**Set of tasks**
1. Translate this sentence from the court opinion excerpt into Spanish: "The Fifth Amendment provides that no person shall be compelled to be a witness against herself."
2. Set down the portion of the court opinion excerpt starting with "Further, the court" and going on through "other party’s proof).", without altering a word.

**Document segment**
• • • • • • •

As previously noted, at trial, Ridley relied primarily on the defense of entrapment and testified that she was not involved with large drug transactions or persons selling drugs. Thus, even though her Sixth Amendment right to counsel was violated, once she chose to take the stand and testify, she was not free to commit perjury. The prosecution had the right to impeach her testimony claiming entrapment by showing her predisposition as a drug dealer, that she knew persons involved in large drug transactions, and that she was able to facilitate such transactions without the assistance of or pressure from her ex-husband. See Michigan v. Harvey, supra,: see also People v. Branch, 805 P.2d 1075 (Colo.1991).

Further, the court has considerable discretion in determining the order of proof at trial, and it may exercise that discretion by allowing the prosecution occasionally to present evidence in anticipation of a defense previously disclosed by the defendant. Cf. People v. Lewis, 180 Colo. 423, 506 P.2d 125 (Colo.1973); Moore v. People, 171 Colo. 338, 467 P.2d 50 (1970) (party is not required to anticipate testimony the opposing party will offer in defense and is entitled to introduce any competent evidence to refute or disprove other party’s proof).

In sum, even though the evidence of her DEA cooperative activities should not have been permitted in the prosecution’s ease-in-chief based upon the violation of Ridley’s Sixth Amendment right to counsel, because it was clearly admissible in rebuttal to impeach Ridley’s claim of entrapment, we conclude that any error by the trial court in admitting the evidence out of order was harmless beyond a reasonable doubt. See Chapman v. California, 386 U.S. 18, 87 S.Ct. 824, 17 L.Ed.2d 705 (1967)

II.

Ridley next contends that her right against self-incrimination was violated by the introduction of the evidence described above. We disagree.

The Fifth Amendment provides that no person shall be compelled to be a witness against herself. However, volunteered statements are not proscribed by the constitutional mandate, and here, the trial court specifically found that her statements were voluntary. See People v. Mangum, 189 Colo. 246, 539 P.2d 120 (1975).

• • • • • • •

**Information given**
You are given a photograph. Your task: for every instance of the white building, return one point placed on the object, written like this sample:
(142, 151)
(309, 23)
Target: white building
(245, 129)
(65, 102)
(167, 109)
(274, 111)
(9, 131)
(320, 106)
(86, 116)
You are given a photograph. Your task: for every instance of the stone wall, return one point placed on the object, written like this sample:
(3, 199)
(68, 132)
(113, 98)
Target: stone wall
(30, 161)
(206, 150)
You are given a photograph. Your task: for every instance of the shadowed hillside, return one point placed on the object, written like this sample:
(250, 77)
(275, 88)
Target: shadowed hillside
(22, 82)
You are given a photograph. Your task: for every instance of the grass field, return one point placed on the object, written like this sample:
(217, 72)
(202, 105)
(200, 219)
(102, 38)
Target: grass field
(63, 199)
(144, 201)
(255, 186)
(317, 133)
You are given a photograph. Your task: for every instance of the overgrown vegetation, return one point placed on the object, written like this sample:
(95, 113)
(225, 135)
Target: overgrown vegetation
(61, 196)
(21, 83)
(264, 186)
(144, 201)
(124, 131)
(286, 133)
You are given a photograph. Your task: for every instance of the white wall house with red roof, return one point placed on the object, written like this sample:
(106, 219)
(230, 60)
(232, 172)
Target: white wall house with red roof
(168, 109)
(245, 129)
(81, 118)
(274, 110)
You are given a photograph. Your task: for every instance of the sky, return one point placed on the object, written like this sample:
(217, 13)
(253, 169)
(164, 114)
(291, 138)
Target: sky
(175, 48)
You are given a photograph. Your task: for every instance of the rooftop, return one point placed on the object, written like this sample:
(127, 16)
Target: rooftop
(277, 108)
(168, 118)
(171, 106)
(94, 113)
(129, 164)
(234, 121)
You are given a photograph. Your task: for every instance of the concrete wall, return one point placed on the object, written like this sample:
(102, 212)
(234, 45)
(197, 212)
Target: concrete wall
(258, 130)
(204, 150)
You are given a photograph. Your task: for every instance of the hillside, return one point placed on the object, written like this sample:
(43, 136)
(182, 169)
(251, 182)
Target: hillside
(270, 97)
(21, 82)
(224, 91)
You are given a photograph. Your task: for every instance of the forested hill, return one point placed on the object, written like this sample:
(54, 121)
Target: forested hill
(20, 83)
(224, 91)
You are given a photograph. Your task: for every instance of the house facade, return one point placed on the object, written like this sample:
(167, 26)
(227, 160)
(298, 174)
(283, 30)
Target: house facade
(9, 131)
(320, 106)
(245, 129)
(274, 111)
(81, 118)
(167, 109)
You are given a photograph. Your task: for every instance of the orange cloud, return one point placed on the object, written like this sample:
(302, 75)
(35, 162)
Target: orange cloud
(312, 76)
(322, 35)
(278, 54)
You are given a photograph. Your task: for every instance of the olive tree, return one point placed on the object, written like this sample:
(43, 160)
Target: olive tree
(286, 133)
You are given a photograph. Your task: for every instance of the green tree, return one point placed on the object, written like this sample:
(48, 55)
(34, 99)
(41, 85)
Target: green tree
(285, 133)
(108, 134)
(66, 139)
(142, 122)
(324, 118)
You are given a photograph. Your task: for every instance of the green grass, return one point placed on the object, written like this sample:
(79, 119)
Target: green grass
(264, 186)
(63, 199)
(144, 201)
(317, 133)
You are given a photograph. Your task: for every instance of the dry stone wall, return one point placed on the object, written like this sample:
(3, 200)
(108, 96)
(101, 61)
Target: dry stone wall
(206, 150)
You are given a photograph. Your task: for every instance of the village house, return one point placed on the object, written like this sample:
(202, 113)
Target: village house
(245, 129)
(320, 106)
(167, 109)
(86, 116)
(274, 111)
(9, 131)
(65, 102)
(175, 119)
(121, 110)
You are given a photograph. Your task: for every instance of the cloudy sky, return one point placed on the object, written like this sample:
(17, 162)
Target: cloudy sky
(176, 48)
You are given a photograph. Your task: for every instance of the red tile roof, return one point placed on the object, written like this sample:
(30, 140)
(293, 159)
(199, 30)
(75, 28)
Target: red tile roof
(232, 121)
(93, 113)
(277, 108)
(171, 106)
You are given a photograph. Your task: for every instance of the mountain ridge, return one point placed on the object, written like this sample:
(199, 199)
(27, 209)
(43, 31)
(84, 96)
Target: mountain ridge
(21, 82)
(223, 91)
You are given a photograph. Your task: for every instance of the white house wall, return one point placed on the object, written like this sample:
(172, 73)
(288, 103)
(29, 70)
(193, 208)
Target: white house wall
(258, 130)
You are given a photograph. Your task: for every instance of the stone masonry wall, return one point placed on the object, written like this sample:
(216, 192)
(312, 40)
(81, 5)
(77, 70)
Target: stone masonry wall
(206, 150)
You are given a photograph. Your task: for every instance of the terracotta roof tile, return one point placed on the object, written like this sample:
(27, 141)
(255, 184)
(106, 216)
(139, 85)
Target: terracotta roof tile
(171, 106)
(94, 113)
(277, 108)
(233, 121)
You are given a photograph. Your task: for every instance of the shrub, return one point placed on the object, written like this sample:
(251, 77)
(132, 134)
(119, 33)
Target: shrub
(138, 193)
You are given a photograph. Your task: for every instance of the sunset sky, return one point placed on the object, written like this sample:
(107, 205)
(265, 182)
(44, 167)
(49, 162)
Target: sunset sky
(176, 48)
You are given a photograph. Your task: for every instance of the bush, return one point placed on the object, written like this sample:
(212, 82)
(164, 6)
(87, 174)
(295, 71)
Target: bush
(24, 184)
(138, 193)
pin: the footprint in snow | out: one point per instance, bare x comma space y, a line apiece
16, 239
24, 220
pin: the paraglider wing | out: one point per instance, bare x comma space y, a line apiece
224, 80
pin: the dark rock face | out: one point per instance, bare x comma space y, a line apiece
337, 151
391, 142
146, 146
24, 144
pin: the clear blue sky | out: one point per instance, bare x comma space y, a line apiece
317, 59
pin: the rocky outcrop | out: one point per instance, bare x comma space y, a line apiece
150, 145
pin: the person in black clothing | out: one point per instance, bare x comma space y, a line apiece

• • • • • • •

**Written answers**
1. La Quinta Enmienda establece que ninguna persona será obligada a ser testigo contra sí misma.

2.
Further, the court has considerable discretion in determining the order of proof at trial, and it may exercise that discretion by allowing the prosecution occasionally to present evidence in anticipation of a defense previously disclosed by the defendant. Cf. People v. Lewis, 180 Colo. 423, 506 P.2d 125 (Colo.1973); Moore v. People, 171 Colo. 338, 467 P.2d 50 (1970) (party is not required to anticipate testimony the opposing party will offer in defense and is entitled to introduce any competent evidence to refute or disprove other party’s proof).